## Set task
Format every line of the records below as a Markdown table with the columns "Row" and "Line," numbering the rows in order. Omit blank lines and the pictures.

— Start of Available data —

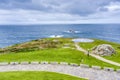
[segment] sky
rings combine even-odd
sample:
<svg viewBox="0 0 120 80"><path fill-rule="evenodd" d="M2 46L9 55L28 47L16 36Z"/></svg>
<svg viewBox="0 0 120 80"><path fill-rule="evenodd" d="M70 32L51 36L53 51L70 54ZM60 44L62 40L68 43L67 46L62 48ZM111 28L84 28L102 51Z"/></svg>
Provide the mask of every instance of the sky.
<svg viewBox="0 0 120 80"><path fill-rule="evenodd" d="M0 24L120 23L120 0L0 0Z"/></svg>

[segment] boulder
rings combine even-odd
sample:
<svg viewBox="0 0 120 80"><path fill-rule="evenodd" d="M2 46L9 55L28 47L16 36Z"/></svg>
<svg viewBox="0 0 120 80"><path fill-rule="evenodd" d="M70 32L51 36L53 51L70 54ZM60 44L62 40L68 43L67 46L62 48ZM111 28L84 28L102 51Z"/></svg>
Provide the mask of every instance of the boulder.
<svg viewBox="0 0 120 80"><path fill-rule="evenodd" d="M102 44L94 47L92 53L100 56L109 56L115 54L115 49L109 44Z"/></svg>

— End of Available data —

## Response to this exercise
| Row | Line |
|---|---|
| 1 | [segment] sky |
| 2 | rings combine even-odd |
| 3 | sample: |
| 4 | <svg viewBox="0 0 120 80"><path fill-rule="evenodd" d="M2 46L9 55L28 47L16 36Z"/></svg> |
| 5 | <svg viewBox="0 0 120 80"><path fill-rule="evenodd" d="M70 32L51 36L53 51L70 54ZM60 44L62 40L68 43L67 46L62 48ZM111 28L84 28L102 51Z"/></svg> |
| 6 | Provide the mask of every instance of the sky. |
| 7 | <svg viewBox="0 0 120 80"><path fill-rule="evenodd" d="M0 24L120 23L120 0L0 0Z"/></svg> |
| 8 | [segment] boulder |
| 9 | rings combine even-odd |
| 10 | sample: |
| 11 | <svg viewBox="0 0 120 80"><path fill-rule="evenodd" d="M2 46L9 55L28 47L16 36Z"/></svg> |
| 12 | <svg viewBox="0 0 120 80"><path fill-rule="evenodd" d="M70 32L51 36L53 51L70 54ZM60 44L62 40L68 43L67 46L62 48ZM111 28L84 28L102 51Z"/></svg> |
| 13 | Provide the mask of every instance of the boulder. |
| 14 | <svg viewBox="0 0 120 80"><path fill-rule="evenodd" d="M102 44L94 47L92 53L100 56L109 56L115 54L115 49L109 44Z"/></svg> |